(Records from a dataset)
□ □ □
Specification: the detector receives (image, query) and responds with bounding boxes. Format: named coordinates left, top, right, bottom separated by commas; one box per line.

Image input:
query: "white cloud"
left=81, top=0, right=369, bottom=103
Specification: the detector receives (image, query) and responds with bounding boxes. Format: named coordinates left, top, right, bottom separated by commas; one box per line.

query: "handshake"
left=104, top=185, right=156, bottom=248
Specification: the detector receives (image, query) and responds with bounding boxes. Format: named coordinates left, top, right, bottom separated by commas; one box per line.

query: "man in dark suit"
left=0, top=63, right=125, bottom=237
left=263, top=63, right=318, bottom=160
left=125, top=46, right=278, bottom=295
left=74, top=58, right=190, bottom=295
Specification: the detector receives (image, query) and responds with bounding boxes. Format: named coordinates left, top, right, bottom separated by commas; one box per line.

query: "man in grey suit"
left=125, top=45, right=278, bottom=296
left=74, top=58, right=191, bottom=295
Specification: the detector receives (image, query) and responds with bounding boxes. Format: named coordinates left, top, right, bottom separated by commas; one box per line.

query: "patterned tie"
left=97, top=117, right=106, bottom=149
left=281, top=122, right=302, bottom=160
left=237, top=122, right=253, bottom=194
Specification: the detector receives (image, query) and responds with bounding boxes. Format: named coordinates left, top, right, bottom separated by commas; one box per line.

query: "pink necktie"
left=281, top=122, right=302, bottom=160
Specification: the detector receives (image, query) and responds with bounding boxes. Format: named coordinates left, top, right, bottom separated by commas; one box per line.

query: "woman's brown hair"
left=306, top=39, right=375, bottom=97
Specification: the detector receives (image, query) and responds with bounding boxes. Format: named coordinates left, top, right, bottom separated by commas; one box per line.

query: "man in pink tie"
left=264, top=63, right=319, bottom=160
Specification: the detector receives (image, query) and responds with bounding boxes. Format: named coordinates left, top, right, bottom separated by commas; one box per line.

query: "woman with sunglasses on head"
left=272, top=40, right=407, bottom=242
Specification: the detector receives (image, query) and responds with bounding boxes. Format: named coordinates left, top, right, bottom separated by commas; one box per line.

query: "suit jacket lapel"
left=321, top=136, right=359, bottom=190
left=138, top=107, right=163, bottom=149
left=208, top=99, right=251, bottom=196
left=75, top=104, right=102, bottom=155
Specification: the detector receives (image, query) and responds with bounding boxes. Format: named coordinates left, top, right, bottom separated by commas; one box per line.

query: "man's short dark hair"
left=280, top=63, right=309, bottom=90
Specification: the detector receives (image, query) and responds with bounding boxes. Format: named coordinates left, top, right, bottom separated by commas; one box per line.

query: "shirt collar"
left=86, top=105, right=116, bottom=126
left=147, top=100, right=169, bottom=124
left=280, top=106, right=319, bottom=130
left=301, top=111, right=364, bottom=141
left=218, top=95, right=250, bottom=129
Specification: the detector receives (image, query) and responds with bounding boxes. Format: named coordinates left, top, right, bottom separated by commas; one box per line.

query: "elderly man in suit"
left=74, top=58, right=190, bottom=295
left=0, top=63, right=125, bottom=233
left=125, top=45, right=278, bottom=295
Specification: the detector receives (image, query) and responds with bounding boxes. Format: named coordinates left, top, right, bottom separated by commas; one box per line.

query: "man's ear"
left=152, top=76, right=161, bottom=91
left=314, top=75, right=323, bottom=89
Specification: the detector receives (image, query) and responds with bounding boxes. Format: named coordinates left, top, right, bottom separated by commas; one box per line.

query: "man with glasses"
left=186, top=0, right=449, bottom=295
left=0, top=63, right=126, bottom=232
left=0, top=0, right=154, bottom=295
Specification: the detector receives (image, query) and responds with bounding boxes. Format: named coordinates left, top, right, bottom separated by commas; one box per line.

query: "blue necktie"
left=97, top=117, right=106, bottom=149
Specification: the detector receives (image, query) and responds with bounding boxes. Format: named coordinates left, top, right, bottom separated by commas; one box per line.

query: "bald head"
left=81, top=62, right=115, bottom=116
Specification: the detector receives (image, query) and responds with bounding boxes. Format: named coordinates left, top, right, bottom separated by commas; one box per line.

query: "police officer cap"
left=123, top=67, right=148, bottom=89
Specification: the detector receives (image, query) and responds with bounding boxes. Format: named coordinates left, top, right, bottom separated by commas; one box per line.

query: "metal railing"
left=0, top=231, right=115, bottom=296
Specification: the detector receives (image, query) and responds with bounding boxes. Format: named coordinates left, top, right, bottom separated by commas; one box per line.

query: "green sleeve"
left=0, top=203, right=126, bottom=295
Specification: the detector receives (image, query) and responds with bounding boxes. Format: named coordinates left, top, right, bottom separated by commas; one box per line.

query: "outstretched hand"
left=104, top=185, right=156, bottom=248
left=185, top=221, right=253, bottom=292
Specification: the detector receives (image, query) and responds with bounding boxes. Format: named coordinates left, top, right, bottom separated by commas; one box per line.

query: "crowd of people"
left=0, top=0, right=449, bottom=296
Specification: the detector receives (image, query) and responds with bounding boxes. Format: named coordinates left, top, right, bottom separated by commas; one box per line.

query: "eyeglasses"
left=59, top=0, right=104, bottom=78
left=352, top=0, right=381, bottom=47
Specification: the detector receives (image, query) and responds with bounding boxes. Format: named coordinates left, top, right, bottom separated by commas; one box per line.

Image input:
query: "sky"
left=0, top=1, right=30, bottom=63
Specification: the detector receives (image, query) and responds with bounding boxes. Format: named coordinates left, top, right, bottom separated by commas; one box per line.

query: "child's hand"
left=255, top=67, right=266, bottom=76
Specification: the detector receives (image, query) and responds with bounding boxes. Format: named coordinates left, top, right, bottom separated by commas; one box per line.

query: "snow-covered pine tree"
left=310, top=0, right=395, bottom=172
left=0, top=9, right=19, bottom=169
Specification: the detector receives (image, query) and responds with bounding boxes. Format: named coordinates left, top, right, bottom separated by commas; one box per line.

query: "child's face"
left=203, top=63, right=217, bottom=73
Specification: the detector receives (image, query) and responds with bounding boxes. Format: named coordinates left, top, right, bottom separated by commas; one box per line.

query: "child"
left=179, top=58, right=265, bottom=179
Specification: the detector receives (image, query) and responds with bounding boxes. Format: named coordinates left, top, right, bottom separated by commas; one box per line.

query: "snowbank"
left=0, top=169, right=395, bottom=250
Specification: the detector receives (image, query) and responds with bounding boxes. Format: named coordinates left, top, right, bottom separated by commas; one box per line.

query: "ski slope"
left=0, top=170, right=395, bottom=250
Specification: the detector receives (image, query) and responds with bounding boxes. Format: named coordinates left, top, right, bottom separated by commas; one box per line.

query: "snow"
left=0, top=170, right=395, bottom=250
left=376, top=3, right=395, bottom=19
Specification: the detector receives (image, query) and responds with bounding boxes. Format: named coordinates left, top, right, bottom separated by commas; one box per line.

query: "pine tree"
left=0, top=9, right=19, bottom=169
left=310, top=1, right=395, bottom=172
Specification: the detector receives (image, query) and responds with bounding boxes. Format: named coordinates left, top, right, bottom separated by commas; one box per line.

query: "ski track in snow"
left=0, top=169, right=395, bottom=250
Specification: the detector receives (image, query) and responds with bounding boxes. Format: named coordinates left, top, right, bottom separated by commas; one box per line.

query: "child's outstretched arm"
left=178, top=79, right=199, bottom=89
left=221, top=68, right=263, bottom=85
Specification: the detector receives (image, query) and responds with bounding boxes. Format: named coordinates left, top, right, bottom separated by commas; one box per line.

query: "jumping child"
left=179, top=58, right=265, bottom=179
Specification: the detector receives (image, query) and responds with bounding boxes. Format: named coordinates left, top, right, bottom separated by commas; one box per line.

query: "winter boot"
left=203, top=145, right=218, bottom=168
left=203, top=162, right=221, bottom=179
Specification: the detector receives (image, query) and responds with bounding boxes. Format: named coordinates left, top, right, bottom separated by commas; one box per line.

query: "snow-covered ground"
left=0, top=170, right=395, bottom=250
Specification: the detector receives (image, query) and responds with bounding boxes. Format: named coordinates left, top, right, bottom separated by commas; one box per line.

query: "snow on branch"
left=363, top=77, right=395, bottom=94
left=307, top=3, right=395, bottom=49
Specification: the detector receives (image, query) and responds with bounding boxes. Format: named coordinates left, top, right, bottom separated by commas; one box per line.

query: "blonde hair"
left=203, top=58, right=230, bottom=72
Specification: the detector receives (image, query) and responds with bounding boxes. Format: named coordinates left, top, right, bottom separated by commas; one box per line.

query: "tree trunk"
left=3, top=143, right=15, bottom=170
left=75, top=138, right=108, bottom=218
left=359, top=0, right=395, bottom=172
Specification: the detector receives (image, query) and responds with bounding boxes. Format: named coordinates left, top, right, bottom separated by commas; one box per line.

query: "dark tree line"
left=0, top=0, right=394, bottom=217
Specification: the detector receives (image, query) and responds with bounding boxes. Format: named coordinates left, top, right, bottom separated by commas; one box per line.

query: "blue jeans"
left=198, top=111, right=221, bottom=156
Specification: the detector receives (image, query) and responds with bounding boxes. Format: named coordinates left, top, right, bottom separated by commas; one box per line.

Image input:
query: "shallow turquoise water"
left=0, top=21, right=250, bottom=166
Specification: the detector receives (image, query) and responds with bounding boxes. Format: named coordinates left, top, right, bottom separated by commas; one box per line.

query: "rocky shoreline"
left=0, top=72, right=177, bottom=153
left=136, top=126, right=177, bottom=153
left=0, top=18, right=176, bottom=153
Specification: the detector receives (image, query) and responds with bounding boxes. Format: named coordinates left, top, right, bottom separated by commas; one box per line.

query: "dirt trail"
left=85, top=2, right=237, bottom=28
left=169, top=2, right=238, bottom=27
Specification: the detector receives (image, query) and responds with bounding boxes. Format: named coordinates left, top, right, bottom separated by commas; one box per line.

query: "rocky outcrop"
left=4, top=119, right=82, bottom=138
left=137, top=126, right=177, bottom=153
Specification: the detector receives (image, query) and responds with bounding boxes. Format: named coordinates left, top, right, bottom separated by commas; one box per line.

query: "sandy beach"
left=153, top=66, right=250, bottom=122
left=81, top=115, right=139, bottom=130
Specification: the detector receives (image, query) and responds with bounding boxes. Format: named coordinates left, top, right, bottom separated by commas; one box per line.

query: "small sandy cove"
□ □ □
# What is expected
How many lines of the records above contain the string "rocky"? Matching is case-sensitive; give only the number.

# Written response
2